Text provided.
§

Re: [DISCUSS] FLIP-5 Only send data to each taskmanager once for broadcasts

Till Rohrmann Tue, 09 Aug 2016 03:41:54 -0700

Hi Felix,

I'm not sure whether PipelinedSubpartition should be readable more than
once because then it would effectively mean that we materialize the
elements of the pipelined subpartition for stragglers. Therefore, I think
that we should make blocking intermediate results readable more than once.
This will also be beneficial for interactive programs where we continue
from the results of previous Flink jobs.


It might also be interesting to have a blocking mode which schedules its
consumers once the first result is there. Thus, having a mixture of
pipelined and blocking mode.

Cheers,
Till

On Tue, Aug 9, 2016 at 4:40 AM, Felix Neutatz <neut...@googlemail.com>
wrote:

> Hi Stephan,
>
> I did some research about blocking intermediate results. It turns out that
> neither PipelinedSubpartition (see line 178) nor blocking intermediate
> results (see SpillableSubpartition line: 189) can be read multiple times.
> Moreover blocking intermediate results are currently not supported in
> native iterations (see https://issues.apache.org/jira/browse/FLINK-1713 ).
> So there are three ways to solve this:
> 1) We extend Pipelined subpartitions to make it possible to read them
> multiple times
> 2) We extend Blocking subpartitions to make it possible to read them
> multiple times, but then we also have to fix FLINK-1713. So we can use
> broadcasts in native iterations
> 3) We create one pipelined subpartition for every taskmanager. Problem: The
> more taskmanager there are, the more redundant data we store, but the
> network traffic stays optimal.

§

Position annotation entries:
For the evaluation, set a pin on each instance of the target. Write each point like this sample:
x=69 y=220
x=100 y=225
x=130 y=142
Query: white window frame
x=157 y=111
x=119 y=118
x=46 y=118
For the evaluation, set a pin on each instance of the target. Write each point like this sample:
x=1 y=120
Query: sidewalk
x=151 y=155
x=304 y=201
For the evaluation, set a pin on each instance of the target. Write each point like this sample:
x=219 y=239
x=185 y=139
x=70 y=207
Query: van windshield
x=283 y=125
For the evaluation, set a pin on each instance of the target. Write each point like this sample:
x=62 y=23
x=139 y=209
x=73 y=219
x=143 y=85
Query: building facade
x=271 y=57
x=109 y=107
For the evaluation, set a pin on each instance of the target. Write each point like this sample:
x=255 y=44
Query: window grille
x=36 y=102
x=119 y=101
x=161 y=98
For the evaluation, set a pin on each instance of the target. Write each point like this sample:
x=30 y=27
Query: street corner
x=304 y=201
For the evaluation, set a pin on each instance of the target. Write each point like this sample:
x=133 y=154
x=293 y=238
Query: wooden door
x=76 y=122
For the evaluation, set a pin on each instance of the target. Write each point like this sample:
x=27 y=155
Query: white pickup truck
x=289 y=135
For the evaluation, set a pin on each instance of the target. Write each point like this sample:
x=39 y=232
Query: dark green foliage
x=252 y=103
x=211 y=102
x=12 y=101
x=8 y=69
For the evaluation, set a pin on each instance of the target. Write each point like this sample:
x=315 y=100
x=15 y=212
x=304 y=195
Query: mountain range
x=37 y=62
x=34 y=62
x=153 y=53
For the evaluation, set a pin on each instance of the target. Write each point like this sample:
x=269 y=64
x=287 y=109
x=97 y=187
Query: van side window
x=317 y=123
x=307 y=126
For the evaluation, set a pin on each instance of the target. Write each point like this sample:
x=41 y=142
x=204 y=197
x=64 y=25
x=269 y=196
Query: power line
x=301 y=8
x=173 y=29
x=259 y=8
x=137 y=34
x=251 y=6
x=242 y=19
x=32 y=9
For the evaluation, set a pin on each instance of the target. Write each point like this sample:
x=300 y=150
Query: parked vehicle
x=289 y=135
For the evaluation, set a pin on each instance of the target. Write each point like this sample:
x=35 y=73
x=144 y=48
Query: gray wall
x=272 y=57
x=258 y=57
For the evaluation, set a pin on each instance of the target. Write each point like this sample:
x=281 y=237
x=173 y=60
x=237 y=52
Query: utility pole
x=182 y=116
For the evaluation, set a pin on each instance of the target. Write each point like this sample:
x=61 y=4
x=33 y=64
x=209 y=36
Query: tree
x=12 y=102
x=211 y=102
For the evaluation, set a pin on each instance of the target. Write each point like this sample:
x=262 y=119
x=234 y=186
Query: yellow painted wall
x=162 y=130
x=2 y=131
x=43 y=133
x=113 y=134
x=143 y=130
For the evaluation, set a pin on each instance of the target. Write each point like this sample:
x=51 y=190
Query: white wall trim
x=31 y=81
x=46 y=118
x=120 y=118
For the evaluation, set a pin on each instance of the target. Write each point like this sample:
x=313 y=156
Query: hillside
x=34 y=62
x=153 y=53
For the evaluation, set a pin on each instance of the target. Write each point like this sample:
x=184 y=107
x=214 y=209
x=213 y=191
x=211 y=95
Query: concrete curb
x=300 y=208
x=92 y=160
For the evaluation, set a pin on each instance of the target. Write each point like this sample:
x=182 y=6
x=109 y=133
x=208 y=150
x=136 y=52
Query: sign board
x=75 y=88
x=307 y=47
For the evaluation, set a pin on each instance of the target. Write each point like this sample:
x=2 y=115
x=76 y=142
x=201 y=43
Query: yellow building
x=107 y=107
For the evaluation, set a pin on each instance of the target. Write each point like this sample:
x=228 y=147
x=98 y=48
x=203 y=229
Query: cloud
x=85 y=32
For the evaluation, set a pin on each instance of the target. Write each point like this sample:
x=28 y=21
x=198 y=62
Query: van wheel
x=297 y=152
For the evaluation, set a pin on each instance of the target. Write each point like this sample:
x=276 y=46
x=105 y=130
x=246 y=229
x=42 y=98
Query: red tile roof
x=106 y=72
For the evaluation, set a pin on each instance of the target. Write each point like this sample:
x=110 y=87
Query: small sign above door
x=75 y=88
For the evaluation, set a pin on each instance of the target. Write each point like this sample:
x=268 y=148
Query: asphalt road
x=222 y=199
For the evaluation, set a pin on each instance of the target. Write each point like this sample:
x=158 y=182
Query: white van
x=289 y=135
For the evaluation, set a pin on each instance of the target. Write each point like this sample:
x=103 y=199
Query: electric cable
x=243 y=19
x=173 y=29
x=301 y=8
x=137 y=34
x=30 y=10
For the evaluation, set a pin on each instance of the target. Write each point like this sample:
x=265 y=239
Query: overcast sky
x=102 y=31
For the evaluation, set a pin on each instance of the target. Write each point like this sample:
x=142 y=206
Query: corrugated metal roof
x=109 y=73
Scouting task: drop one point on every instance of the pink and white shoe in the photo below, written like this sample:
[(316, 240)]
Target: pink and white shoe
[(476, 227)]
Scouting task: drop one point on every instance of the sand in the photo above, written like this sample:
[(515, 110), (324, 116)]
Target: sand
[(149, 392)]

§

Instructions to follow. In the FLIP-5 thread, which JIRA issue is given as evidence that blocking intermediate results are not supported in native iterations? These entries have no connection to the FLIP-5 thread.

Answer to the problem. FLINK-1713